- **DOCUMENT EXTRACT**
○ ○ ○

Can your Identity Weather a Natural Disaster? How to Stay Safe.
Hurricanes. Earthquakes. Wildfires. Mother Nature’s extraordinary powers of destruction leave survivors struggling to put their lives back together.
Many survivors are under tremendous stress and more vulnerable to fraud. Criminals know it. After a natural disaster strikes, there often is an uptick in disaster fraud, charitable solicitations fraud, price gouging, and contractor and vendor fraud.
Residents of these top 10 states for disasters are particularly at risk: Alabama, Arkansas, California, Florida, Kentucky, Louisiana, Missouri, New York, Oklahoma, or Texas. But everyone should take measures protect important documents and identifying information.
Below are some tips to protect yourself, your family, and your sensitive information after disaster strikes:
- Hold your mail. Ask the U.S. Postal Service to hold mail until you’re settled. Consider getting a post office box to keep thieves away from sensitive materials left in your mailbox.
- Watch out for scams. Disasters attract good Samaritans, but they also attract criminals looking to take advantage of people in a time of distress. Here are just a few scams to watch out for:
- Photos with malware. Thieves count on people to be hungry for news, so they infect images and video with malware. Stick with legitimate sites, such as your local news station or newspaper for the latest information. Be wary of links on Twitter, Facebook, and other social networking sites.
- Fake charitable organizations. Watch out for fake charitable organizations that have names similar to reputable institutions. These sites often end in .com (instead of the typical .org for nonprofits). They’re designed to fool you into thinking you’re donating to a good cause when, in reality, you’re donating your money and personal and financial information to thieves.
- Illegitimate websites. Double check the legitimacy of the site you’re clicking to from your email, Facebook, or elsewhere. When in doubt, check your local American Red Cross or the National FEMA site to find local help.
- Insurance scams. If you’ve experienced damage to any of your personal property, call your insurance company first. Don’t fall for fly-by-night “professionals” who make false guarantees about a claims check, damage appraisal, inspection, or water quality testing
- Identity thieves. Protect important information and documents. Whether you’re in a shelter, staying with friends, or crashing on your family’s couch, never let these items leave your sight. They are the key to your identity—and you will need this information to prove who you are.
- Take immediate action. If you discover that you are missing any identification, financial instruments, or any item that can be used to commit fraud or harm your identity do not hesitate to report it. The longer you wait, the more damage that can be done by criminals and identity thieves.

○ ○ ○

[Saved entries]
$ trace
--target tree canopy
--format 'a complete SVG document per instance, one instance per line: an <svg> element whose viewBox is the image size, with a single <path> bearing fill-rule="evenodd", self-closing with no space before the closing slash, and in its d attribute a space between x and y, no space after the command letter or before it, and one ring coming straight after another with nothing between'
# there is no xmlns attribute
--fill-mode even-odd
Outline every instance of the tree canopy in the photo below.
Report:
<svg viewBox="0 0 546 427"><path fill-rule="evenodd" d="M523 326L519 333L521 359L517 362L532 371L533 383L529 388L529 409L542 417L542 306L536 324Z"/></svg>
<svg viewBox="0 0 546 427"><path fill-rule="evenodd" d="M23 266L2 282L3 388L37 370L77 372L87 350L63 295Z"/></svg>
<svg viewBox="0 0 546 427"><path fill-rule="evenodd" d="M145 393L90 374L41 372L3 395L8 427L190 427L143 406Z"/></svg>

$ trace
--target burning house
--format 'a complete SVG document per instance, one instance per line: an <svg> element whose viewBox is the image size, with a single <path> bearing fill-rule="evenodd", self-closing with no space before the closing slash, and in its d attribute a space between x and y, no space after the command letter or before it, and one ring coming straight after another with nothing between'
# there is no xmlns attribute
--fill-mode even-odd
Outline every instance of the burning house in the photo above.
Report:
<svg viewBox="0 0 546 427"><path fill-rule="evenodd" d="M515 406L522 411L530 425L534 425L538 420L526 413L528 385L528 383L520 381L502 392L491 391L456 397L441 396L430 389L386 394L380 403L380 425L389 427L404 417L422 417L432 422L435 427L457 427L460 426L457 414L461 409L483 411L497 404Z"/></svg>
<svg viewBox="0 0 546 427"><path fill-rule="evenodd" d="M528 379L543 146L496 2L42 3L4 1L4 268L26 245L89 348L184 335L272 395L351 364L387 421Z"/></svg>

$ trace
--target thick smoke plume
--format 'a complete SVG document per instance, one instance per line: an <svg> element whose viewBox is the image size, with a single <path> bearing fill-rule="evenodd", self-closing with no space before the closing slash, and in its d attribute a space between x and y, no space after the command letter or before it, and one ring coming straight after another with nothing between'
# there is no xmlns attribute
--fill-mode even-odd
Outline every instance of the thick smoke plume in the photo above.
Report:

○ ○ ○

- **REQUIREMENT A**
Name the types of fraud that, according to the article on identity safety after natural disasters, often increase after a disaster strikes.
- **REQUIREMENT B**
Repeat, word for word, the part of the article on identity safety after natural disasters from "Many survivors are" to "and identifying information.".

- **RESULT A**
- Disaster fraud
- Charitable solicitations fraud
- Price gouging
- Contractor and vendor fraud

- **RESULT B**
Many survivors are under tremendous stress and more vulnerable to fraud. Criminals know it. After a natural disaster strikes, there often is an uptick in disaster fraud, charitable solicitations fraud, price gouging, and contractor and vendor fraud.
Residents of these top 10 states for disasters are particularly at risk: Alabama, Arkansas, California, Florida, Kentucky, Louisiana, Missouri, New York, Oklahoma, or Texas. But everyone should take measures protect important documents and identifying information.